Carry over the entries below, starting at the line that contains "canopy in the photo above." and ending at the last line of the entries, reproducing every line in that span and adding 45 to each number in the point coordinates.

● **DATA PROVIDED**:
*****
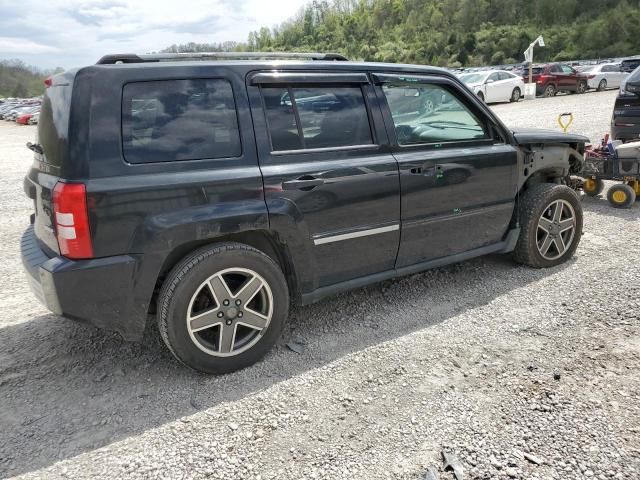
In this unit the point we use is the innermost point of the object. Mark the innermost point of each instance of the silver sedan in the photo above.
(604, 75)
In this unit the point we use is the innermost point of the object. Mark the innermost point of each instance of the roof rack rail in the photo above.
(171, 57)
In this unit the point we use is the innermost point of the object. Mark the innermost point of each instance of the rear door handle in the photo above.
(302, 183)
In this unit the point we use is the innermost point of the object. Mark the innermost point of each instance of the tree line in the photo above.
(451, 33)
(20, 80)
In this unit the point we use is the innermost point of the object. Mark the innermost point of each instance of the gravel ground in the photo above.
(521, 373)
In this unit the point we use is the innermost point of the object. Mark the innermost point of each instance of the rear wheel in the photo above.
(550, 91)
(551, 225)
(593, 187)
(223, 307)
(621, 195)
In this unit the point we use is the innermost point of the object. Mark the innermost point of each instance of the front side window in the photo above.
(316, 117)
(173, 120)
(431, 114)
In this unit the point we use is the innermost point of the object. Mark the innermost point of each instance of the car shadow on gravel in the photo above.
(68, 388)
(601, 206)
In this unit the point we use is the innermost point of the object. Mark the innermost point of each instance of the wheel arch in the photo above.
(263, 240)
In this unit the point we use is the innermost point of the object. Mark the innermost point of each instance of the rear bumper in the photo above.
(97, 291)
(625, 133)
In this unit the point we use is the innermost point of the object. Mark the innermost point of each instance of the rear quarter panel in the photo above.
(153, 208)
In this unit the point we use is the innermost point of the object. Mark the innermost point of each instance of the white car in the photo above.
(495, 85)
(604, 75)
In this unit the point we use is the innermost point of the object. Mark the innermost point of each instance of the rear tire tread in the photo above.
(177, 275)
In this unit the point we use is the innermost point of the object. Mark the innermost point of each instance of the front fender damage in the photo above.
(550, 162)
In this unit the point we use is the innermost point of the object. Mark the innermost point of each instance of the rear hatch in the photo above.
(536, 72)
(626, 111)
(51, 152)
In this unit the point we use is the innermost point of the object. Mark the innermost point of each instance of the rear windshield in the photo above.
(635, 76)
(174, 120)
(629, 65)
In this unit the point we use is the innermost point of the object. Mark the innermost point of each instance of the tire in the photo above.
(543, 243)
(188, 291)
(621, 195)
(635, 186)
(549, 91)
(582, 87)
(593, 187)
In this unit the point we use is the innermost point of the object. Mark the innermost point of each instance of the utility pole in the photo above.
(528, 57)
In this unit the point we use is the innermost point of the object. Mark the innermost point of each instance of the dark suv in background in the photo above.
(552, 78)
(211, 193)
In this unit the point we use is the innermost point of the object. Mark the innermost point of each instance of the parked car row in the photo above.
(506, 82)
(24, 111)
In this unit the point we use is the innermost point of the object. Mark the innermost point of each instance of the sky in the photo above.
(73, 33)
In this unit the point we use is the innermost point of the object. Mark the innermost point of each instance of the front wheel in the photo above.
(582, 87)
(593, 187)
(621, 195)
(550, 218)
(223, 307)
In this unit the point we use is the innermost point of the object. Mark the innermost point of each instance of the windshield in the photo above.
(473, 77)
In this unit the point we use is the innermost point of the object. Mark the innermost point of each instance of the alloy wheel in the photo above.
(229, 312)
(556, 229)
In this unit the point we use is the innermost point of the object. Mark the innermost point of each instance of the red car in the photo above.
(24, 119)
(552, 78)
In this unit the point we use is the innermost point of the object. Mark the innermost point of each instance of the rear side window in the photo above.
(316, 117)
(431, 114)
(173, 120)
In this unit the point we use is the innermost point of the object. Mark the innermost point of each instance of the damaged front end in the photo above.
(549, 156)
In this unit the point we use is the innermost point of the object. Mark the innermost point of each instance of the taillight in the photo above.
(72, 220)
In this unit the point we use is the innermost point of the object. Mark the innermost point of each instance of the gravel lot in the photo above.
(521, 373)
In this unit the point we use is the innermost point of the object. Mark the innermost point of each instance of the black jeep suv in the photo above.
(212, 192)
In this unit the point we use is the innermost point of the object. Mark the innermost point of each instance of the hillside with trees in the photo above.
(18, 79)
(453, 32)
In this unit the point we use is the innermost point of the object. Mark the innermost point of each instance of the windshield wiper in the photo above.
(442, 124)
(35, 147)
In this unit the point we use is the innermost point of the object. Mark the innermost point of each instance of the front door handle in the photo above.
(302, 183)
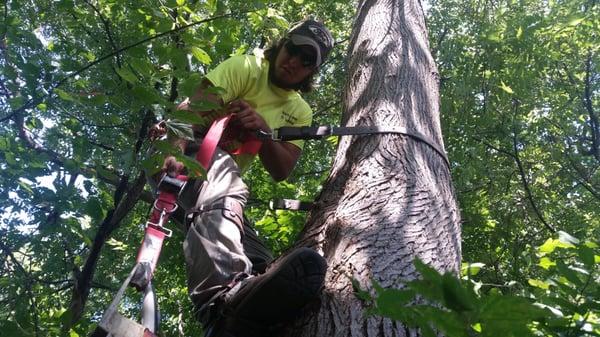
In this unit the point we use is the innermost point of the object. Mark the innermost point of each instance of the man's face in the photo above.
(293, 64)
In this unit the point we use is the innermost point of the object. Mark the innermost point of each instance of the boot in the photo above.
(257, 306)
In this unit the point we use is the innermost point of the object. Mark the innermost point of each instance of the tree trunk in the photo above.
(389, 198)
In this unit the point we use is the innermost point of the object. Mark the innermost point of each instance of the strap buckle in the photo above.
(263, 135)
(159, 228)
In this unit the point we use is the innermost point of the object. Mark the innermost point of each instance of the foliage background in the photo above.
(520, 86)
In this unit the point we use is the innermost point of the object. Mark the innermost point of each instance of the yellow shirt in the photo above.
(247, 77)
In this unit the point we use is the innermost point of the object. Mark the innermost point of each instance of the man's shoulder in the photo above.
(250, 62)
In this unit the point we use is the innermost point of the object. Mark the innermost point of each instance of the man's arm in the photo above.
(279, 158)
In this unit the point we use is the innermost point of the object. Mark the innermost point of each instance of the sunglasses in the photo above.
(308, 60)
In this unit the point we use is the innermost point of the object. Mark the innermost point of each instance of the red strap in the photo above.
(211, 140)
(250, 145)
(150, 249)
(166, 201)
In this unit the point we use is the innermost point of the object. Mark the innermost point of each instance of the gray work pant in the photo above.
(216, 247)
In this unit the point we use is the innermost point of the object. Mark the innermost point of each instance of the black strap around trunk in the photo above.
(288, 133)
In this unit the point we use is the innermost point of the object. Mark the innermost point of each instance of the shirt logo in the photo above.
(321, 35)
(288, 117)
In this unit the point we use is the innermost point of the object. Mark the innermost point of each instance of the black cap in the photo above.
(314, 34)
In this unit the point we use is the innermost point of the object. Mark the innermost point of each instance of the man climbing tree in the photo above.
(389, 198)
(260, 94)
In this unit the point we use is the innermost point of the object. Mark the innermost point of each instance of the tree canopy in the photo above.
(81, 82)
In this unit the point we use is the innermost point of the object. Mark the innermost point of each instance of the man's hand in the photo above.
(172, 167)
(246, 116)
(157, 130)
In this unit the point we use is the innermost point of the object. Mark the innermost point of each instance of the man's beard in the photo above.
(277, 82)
*****
● **PROBLEM SOLUTION**:
In this unit the point we use is the innermost point of the object. Mark the innermost point of each instance of the tree canopy in the photo above.
(126, 127)
In this unit the point we use is the innermost point of the object. Mark the innermost point of each instance of the man's hand in the photo above.
(217, 212)
(291, 161)
(202, 175)
In this unit the point we use is the innermost point of the object. Mark the innermost point of each instance of the man's beard in the photo above.
(322, 127)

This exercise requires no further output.